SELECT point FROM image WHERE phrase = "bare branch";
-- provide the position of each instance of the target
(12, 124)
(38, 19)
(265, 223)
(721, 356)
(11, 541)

**********

Write out each entry exactly, and omit nothing.

SELECT point FROM image WHERE phrase = "bare branch";
-- provide the position of each instance of the target
(12, 124)
(38, 19)
(265, 223)
(721, 356)
(11, 541)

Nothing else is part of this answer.